*Document segment:*
+++

One of the largest conservatories in the United States, the Garfield Park Conservatory Campus covers about 4.5 acres inside and out.
Thousands of plants are grown each year, not just for displays inside the Conservatory, but also for the landscapes in all of Chicago’s parks and public spaces.
Garfield Park Conservatory History
On the National Register of Historic Places, the Conservatory has existed for over 100 years.
Two years after his 1905 appointment as superintendent of the West Park System in Chicago Jens Jensen consolidated plants at the Garfield Park Conservatory because three smaller greenhouses—located in Humboldt, Douglas and Garfield Parks—had became dilapidated.
Danish-born architect Jens Jensen was the chief architect of Garfield Park Conservatory. Jensen planned the Conservatory to display naturalistic landscapes under glass in a structure meant to emulate Midwest haystacks.
Several architects, sculptors, artisans and, of course, landscapers collaborated on the conservatory. Prairie School architects Schmidt, Garden and Martin worked alongside Jensen with engineers from the New York firm of Hitchings and Company.
Garfield Park Conservatory is subdivided into several large rooms:
You don’t have to go the islands to see lush, tropical plant life. From the main entrance of the conservatory, you walk directly into the Palm House—filled to the 65 foot high vaulted ceiling with 84 representatives of the 2,000 different varieties of palm trees known to exist today.
One of the most intriguing of these palms is the Double Coconut Palm. Growing off the coast of South Africa, this baby produces 30 to 50-pound seeds believed to be the largest seed of any plant in the world.
Double Coconut Palm have been grown at Garfield Park Conservatory since 1959.
Next, you will enter the Fern Room. Jensen created this space, which acts as the main room in the center of the conservatory, in order to show people what Illinois may have looked like millions of years ago.
Some of the ferns here are over 300 years old, indicative of how every inch of the conservatory, and every plant in it, has been very well cared for. Cycads join ferns to evoke prehistoric Chicago and the swampy landscape that most likely dominated this area.

+++

*Material supplied:*
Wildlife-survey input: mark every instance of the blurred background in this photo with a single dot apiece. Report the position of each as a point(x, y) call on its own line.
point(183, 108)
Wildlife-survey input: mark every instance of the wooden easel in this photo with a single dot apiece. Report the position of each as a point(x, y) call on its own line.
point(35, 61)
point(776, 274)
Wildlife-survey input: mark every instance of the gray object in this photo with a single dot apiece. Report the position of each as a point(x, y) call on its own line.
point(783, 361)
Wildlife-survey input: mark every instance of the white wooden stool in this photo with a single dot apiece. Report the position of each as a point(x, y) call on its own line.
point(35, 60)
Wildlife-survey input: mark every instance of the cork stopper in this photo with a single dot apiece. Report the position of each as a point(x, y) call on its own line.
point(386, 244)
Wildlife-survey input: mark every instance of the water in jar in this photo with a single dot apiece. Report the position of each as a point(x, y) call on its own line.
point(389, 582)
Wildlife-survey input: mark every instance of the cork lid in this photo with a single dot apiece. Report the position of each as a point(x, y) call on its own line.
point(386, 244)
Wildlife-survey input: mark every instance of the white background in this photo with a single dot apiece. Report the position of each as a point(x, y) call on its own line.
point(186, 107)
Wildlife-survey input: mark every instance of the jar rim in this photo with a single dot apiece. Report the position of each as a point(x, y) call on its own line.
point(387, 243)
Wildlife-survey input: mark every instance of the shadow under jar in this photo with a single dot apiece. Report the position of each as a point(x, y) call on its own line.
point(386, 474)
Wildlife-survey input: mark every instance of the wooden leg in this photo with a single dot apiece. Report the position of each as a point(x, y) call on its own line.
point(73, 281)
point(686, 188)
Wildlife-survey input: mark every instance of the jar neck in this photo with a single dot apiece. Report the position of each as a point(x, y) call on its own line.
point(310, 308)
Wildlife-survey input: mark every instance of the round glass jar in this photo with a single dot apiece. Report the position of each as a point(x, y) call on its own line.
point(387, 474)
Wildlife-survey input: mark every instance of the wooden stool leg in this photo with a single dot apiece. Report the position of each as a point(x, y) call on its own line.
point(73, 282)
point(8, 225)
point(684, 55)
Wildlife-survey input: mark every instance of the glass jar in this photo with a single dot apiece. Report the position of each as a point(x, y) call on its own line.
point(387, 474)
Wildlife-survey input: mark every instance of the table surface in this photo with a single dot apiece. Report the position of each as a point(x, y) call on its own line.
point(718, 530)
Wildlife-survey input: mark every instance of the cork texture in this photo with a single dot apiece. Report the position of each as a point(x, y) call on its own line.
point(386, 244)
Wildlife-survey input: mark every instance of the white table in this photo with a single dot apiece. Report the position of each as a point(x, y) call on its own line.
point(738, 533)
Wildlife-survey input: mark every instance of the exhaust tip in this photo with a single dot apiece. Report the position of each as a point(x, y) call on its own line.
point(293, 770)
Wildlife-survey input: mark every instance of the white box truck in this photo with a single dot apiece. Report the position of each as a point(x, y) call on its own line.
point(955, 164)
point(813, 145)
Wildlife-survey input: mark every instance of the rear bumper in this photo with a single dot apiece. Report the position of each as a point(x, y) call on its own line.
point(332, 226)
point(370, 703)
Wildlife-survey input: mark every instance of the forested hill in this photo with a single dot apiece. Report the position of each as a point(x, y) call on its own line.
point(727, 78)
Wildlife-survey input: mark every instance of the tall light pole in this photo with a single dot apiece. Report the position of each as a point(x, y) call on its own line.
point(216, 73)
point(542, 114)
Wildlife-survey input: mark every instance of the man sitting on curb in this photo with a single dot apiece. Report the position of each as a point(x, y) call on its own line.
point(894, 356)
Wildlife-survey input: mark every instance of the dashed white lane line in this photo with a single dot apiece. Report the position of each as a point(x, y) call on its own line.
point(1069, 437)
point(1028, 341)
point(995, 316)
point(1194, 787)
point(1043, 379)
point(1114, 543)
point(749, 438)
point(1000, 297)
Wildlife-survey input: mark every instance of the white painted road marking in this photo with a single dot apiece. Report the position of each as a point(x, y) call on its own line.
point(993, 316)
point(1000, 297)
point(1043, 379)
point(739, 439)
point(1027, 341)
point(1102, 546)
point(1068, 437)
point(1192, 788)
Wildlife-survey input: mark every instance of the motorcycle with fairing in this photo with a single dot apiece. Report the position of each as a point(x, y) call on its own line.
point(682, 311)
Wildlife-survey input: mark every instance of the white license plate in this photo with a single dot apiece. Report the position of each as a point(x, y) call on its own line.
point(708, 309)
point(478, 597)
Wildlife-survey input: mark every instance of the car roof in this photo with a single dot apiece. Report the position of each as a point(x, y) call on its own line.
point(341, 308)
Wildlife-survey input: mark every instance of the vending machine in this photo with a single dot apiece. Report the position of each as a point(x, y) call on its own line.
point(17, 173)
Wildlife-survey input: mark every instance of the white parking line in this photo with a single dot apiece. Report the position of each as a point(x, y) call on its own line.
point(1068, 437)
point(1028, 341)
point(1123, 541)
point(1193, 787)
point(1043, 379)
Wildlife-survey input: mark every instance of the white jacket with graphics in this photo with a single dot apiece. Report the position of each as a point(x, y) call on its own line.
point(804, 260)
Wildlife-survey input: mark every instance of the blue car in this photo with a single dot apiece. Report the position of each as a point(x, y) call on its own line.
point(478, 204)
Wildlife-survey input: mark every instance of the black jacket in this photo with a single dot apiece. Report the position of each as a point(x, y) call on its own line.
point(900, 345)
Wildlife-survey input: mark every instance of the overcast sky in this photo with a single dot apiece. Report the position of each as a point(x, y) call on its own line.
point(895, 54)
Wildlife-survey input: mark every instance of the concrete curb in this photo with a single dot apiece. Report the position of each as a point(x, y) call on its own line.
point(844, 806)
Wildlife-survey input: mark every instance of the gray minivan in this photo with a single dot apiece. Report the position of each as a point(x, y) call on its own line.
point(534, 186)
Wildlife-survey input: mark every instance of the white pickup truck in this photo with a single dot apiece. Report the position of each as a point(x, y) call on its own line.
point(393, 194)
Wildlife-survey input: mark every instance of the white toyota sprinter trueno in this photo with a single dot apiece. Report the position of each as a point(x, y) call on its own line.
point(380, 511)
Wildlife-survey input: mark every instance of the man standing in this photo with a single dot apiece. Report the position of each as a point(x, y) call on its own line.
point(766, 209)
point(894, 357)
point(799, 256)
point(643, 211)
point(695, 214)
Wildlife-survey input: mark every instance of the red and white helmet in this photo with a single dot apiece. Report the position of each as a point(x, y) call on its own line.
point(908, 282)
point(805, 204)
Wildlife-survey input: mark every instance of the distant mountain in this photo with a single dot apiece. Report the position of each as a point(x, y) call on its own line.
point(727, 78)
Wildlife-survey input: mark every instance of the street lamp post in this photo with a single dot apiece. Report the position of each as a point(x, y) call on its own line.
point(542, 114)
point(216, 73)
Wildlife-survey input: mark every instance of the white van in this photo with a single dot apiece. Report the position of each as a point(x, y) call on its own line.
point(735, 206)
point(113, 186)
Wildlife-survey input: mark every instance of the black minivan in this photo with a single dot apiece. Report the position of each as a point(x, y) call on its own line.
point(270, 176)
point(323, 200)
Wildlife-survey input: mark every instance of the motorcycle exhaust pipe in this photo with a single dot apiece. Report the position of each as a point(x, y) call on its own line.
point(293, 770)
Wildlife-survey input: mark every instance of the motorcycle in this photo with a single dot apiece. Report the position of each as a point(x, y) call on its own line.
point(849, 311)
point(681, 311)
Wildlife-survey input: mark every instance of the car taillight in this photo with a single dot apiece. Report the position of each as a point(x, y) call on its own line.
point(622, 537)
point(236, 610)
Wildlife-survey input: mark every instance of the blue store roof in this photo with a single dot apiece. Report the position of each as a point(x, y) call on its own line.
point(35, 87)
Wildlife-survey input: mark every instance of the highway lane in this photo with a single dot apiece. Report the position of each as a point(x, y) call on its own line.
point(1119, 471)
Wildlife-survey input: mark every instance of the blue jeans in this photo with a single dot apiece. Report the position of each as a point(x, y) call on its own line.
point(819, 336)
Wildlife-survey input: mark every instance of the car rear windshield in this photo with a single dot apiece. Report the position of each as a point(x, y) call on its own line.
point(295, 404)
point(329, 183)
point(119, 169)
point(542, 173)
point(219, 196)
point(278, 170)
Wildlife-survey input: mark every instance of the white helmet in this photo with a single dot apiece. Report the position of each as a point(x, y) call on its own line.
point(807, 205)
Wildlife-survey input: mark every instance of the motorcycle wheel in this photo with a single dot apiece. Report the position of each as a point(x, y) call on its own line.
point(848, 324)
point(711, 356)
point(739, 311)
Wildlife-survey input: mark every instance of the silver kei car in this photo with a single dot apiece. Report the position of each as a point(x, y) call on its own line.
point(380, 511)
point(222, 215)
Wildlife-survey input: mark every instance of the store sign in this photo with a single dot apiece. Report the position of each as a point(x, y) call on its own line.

+++

*Exercise tasks:*
1. In the Garfield Park Conservatory text, how high is the vaulted ceiling of the Palm House?
2. Please copy out everything in the Garfield Park Conservatory text from "Several architects, sculptors, artisans" down to "to exist today.".

*Response list:*
1. 65 feet

2.
Several architects, sculptors, artisans and, of course, landscapers collaborated on the conservatory. Prairie School architects Schmidt, Garden and Martin worked alongside Jensen with engineers from the New York firm of Hitchings and Company.
Garfield Park Conservatory is subdivided into several large rooms:
You don’t have to go the islands to see lush, tropical plant life. From the main entrance of the conservatory, you walk directly into the Palm House—filled to the 65 foot high vaulted ceiling with 84 representatives of the 2,000 different varieties of palm trees known to exist today.